## Your objective
From the line containing "If you could pick out the cargo" to the end of the records below, output each line exactly; include both ends and nothing else.

## The data
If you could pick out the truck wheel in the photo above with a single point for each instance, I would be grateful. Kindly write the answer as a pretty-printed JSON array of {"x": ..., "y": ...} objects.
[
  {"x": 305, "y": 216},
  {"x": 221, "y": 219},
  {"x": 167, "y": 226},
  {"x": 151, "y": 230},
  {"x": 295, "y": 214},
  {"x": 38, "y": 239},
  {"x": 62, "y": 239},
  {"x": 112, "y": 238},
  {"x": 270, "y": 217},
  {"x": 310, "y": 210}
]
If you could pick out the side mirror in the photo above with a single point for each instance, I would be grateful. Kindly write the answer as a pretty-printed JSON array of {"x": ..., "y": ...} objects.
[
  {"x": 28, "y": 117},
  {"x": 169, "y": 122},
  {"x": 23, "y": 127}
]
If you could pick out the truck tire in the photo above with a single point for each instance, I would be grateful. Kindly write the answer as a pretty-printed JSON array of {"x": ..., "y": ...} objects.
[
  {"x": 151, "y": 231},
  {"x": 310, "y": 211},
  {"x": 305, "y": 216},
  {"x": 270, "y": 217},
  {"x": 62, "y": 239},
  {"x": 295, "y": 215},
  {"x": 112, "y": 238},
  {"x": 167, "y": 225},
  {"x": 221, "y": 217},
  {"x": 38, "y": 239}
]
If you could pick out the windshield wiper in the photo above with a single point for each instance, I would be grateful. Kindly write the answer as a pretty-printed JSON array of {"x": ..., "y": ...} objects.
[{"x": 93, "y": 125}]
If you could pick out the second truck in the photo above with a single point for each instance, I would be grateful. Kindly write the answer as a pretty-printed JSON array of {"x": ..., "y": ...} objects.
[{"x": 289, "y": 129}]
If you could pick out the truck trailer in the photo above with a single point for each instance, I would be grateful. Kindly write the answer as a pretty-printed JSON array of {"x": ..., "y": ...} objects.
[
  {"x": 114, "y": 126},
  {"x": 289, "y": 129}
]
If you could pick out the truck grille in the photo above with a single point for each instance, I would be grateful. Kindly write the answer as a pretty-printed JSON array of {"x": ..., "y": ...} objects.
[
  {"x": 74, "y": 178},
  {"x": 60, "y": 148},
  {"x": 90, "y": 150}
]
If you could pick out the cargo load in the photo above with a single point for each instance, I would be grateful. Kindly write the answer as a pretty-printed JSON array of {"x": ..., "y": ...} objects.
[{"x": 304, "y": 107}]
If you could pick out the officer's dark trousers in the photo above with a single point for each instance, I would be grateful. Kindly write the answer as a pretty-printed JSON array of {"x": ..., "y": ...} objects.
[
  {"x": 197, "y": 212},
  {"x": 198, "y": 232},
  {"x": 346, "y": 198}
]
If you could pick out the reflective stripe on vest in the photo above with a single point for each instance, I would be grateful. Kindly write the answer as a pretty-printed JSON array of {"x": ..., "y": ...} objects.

## Solution to the exercise
If you could pick out the cargo load in the photo above with a single point for each instance, I would be grateful. Kindly write the answer as a pretty-printed JSON array of {"x": ..., "y": ...} objects.
[{"x": 304, "y": 107}]
If you could pick out the officer's dark trousers in the photo above with a single point for each instance, I would be grateful. Kindly write the answer as a pretty-printed JSON array of {"x": ..., "y": ...} objects.
[
  {"x": 197, "y": 212},
  {"x": 198, "y": 232},
  {"x": 346, "y": 198}
]
If you could pick out the reflective stripe on vest in the photo above with a single point for each instance, I would be grateful. Kindly write the answer as a pretty-printed JSON array of {"x": ..., "y": ...} objects.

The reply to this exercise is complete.